▸ Your instructions: Retype the lines of the listing below without any changes, from the line with "Return the outline of every instance of the cypress" up to and including the line with "86 L 45 102".

[Labeled contour entries]
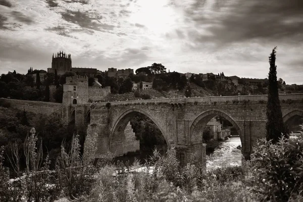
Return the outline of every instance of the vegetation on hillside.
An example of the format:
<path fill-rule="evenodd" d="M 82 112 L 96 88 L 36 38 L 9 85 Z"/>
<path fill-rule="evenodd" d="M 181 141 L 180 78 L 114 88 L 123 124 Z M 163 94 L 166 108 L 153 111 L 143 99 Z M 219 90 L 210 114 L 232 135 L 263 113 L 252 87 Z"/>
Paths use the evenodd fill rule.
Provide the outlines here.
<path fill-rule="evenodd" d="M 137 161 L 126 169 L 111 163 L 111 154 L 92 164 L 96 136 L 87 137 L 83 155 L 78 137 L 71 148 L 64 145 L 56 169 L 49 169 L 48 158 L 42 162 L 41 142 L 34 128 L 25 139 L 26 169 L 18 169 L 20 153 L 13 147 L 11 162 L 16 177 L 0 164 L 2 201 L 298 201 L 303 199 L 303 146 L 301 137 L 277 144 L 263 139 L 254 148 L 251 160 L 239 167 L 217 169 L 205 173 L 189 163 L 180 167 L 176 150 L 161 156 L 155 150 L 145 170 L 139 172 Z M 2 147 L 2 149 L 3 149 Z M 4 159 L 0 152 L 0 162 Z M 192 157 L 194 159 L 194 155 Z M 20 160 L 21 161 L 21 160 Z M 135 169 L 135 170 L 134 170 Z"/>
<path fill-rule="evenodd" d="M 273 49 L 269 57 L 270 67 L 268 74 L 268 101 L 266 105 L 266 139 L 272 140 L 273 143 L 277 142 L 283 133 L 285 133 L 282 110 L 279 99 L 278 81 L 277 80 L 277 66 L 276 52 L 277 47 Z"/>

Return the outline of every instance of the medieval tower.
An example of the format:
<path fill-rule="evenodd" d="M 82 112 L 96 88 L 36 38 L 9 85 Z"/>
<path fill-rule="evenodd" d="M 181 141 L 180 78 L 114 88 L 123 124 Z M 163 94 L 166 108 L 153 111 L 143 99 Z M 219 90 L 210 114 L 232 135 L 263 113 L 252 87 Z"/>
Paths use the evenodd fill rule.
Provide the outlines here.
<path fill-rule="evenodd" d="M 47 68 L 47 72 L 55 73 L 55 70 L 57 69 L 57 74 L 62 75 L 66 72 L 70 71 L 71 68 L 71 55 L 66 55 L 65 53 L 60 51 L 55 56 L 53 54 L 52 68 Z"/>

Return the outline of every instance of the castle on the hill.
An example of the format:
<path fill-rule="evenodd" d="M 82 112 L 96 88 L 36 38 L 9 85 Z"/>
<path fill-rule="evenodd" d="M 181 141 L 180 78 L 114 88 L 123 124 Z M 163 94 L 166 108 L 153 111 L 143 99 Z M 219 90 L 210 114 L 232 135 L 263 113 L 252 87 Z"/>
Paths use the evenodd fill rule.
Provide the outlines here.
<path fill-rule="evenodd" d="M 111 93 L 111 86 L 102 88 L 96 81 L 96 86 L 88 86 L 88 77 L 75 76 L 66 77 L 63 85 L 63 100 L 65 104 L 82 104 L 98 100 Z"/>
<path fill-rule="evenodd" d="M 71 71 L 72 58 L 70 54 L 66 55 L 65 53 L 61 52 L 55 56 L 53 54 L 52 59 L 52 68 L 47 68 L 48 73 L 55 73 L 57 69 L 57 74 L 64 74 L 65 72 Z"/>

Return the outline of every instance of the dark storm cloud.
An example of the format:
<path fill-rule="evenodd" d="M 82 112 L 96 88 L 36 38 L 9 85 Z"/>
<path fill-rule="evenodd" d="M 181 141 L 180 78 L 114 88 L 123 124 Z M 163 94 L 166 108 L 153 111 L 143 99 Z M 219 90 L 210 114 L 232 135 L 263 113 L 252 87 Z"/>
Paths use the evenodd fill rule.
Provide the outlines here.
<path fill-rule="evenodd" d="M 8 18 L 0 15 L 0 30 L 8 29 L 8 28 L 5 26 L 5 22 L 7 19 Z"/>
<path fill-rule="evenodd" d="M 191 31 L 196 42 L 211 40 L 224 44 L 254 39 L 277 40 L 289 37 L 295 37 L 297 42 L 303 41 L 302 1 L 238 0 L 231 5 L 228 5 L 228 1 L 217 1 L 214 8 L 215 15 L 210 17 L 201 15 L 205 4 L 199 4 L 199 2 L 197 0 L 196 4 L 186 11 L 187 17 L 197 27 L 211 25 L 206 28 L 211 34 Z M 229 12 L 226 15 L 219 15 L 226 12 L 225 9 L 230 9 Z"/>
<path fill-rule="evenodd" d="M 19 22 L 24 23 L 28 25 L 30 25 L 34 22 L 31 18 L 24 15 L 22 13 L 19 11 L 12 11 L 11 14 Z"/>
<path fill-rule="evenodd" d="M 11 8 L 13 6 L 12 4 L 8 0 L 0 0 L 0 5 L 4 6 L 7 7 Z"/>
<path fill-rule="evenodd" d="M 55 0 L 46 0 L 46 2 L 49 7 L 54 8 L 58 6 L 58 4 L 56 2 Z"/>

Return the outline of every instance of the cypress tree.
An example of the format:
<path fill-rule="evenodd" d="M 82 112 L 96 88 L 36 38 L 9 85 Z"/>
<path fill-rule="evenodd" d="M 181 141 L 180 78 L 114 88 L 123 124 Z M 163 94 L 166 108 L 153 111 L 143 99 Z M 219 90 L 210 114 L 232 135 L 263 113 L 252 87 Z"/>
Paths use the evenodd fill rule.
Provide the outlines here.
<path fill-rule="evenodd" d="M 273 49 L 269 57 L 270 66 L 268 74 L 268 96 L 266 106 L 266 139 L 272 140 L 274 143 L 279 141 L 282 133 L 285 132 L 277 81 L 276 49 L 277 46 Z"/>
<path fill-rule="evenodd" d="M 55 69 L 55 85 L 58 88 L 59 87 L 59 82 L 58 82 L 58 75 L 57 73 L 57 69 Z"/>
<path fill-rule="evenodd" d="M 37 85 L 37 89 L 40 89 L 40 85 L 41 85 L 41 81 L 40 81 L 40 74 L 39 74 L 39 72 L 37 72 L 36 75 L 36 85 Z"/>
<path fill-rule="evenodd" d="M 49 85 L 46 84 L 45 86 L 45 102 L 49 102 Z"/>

* * *

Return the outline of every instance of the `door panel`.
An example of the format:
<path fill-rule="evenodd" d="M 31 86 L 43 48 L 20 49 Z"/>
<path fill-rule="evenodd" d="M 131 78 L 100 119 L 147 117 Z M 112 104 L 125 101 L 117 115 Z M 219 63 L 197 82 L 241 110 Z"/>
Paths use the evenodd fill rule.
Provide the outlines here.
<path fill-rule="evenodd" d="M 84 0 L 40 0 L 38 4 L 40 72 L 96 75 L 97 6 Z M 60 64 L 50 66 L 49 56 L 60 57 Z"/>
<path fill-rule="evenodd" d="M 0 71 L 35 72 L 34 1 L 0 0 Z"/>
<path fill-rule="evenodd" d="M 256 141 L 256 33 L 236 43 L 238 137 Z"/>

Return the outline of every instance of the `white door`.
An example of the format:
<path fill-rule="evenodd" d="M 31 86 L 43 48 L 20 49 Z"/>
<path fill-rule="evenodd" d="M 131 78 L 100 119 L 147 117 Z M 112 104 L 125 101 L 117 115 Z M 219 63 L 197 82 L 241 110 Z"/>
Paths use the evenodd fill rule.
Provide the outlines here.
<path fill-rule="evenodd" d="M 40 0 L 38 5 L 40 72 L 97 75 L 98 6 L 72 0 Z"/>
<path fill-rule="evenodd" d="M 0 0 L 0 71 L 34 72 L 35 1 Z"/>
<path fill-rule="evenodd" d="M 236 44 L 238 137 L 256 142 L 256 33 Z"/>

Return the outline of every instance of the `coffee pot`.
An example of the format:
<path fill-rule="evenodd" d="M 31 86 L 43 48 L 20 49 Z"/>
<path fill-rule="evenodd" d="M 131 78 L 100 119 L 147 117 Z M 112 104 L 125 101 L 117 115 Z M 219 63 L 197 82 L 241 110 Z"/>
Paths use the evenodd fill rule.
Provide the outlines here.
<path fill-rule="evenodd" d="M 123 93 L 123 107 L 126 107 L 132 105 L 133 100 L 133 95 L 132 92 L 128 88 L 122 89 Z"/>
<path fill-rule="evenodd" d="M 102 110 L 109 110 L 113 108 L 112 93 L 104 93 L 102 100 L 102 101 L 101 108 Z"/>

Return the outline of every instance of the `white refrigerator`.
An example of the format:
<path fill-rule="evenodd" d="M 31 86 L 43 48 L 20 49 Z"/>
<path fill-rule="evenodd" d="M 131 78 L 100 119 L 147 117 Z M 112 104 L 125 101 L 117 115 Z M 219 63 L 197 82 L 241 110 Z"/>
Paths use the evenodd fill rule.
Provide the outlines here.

▸ Solution:
Return the outline of every instance of the cypress tree.
An example of the format:
<path fill-rule="evenodd" d="M 82 112 L 96 88 L 36 38 L 9 85 Z"/>
<path fill-rule="evenodd" d="M 181 141 L 180 78 L 114 88 L 123 124 Z M 163 94 L 166 108 L 153 111 L 143 99 Z M 219 90 L 210 114 L 232 135 L 263 113 L 252 87 Z"/>
Paths use the evenodd fill rule.
Provide the outlines here.
<path fill-rule="evenodd" d="M 273 49 L 269 57 L 270 66 L 268 74 L 268 96 L 266 106 L 266 139 L 272 140 L 274 143 L 279 141 L 282 133 L 285 132 L 277 81 L 276 49 L 277 46 Z"/>
<path fill-rule="evenodd" d="M 55 69 L 55 85 L 58 88 L 59 87 L 59 82 L 58 82 L 58 75 L 57 73 L 57 69 Z"/>
<path fill-rule="evenodd" d="M 37 85 L 37 89 L 40 89 L 40 85 L 41 85 L 41 81 L 40 81 L 40 74 L 39 74 L 39 72 L 37 72 L 36 75 L 36 85 Z"/>
<path fill-rule="evenodd" d="M 49 85 L 46 84 L 45 86 L 45 102 L 49 102 Z"/>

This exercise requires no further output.